**Texte du document:**
##############################

Tome 1 : Les enfants d’Alexandrie

Avec cette saga, F. Chandernagor crée une oeuvre assez atypique, non tant par le sujet même si le choix de prendre une héroïne à la fois connue et inconnue est particulier, mais plutôt dans la forme. Il faut savoir avant de commencer la lecture de ce livre que même si c’est avant tout un roman historique, l’auteur a voulu à tout prix rester le plus proche possible des sources et des travaux des historiens, ainsi en fin de tome elle explique les différents aspects de sa démarche – ce qui est très intéressant – mais on retrouve aussi en plein milieu de l’histoire des paragraphes où elle nous parle directement et nous explique ses choix. C’est un peu déstabilisant au début mais on s’y fait vite et on commence même à apprécier et attendre ses moments par la suite.

Un fois cette étrangeté passée, on peut de plein pied sauter dans l’histoire. Et F. Changernagor a fait le choix astucieux ici de nous la raconter du point de vue de Séléné, fille d’Antoine et Cléopâtre, ce qui permet à la fois de combler imaginairement des pans de l’histoire que l’on ignore et en même temps de justifier parfois les manques qui surgissent puisque Séléné n’en est pas le témoin direct. Cela donne un récit différent de pas mal de romans historiques que j’ai pu lire, il faut dire que Séléné est très jeune au début. En plus, même si je connaissais l’histoire d’Antoine et Cléopâtre dans les grandes lignes, j’ai l’impression de complètement la redécouvrir. J’ai plongé avec joie dans leur quotidien pas toujours très rose et même assez souvent cruel pour leurs enfants. J’ai aimé découvrir leurs habitudes vestimentaires, alimentaires, sociales même et la façon dont ils voyageaient, la place qu’avait les enfants dans leur vie… Mais mon seul reproche, c’est qu’on m’a vendu cette histoire comme celle de Séléné, et qu’ici elle est très très en retrait et que c’est plutôt l’histoire de ses parents que l’on suit tout au long de ce tome. C’est un peu long pour une issue que l’on connait d’avance en plus. J’ai donc dû ronger mon frein à plusieurs reprises, pestant que ça n’aille pas assez vite pour arriver à ce que je ne connais pas, l’après Alexandrie, mais ce ne sera pas pour ce tome malheureusement. Leur histoire sinon est palpitante, on redécouvre d’un autre oeil les événements qui peuplent l’enfance de Séléné. On redécouvre aussi les personnages de Cléopâtre et Antoine qui sont assez différents de l’image romanesque que je leur connaissais, et plus proche de leur image historique. On voit l’Alexandrie des Ptolémée revivre sous nos yeux, on redécouvre la ville (il aurait été agréable d’avoir un plan de celle-ci d’ailleurs pour mieux localiser les lieux évoqués…). C’est vraiment une grande fresque historique qui débute ici, dans laquelle Séléné n’est encore qu’une poupée inanimée qui observe ce qui se passe autour d’elle. J’attends qu’elle prenne enfin vie dans le prochain tome et je serai sûre de me régaler.

##############################

**Enregistrements fournis:**

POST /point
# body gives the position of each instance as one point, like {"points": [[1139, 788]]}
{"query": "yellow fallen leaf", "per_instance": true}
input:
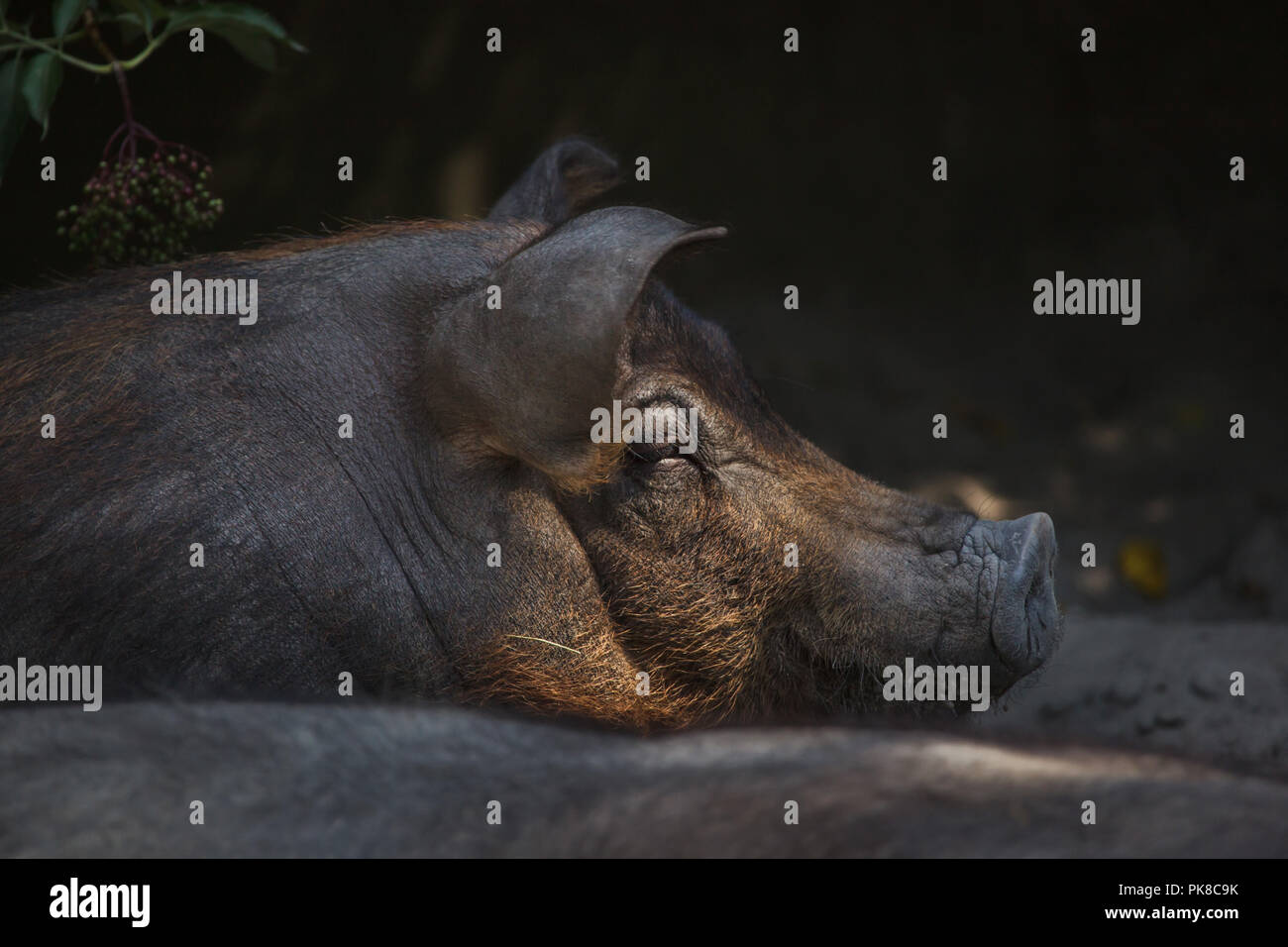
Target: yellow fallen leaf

##############################

**Consigne:** Pouvez-vous copier à l'identique le passage de la critique des Enfants d'Alexandrie qui s'ouvre sur les mots contenant « Tome 1 : Les » et se termine par « par la suite. » ?

**Réponse attendue:**
Tome 1 : Les enfants d’Alexandrie

Avec cette saga, F. Chandernagor crée une oeuvre assez atypique, non tant par le sujet même si le choix de prendre une héroïne à la fois connue et inconnue est particulier, mais plutôt dans la forme. Il faut savoir avant de commencer la lecture de ce livre que même si c’est avant tout un roman historique, l’auteur a voulu à tout prix rester le plus proche possible des sources et des travaux des historiens, ainsi en fin de tome elle explique les différents aspects de sa démarche – ce qui est très intéressant – mais on retrouve aussi en plein milieu de l’histoire des paragraphes où elle nous parle directement et nous explique ses choix. C’est un peu déstabilisant au début mais on s’y fait vite et on commence même à apprécier et attendre ses moments par la suite.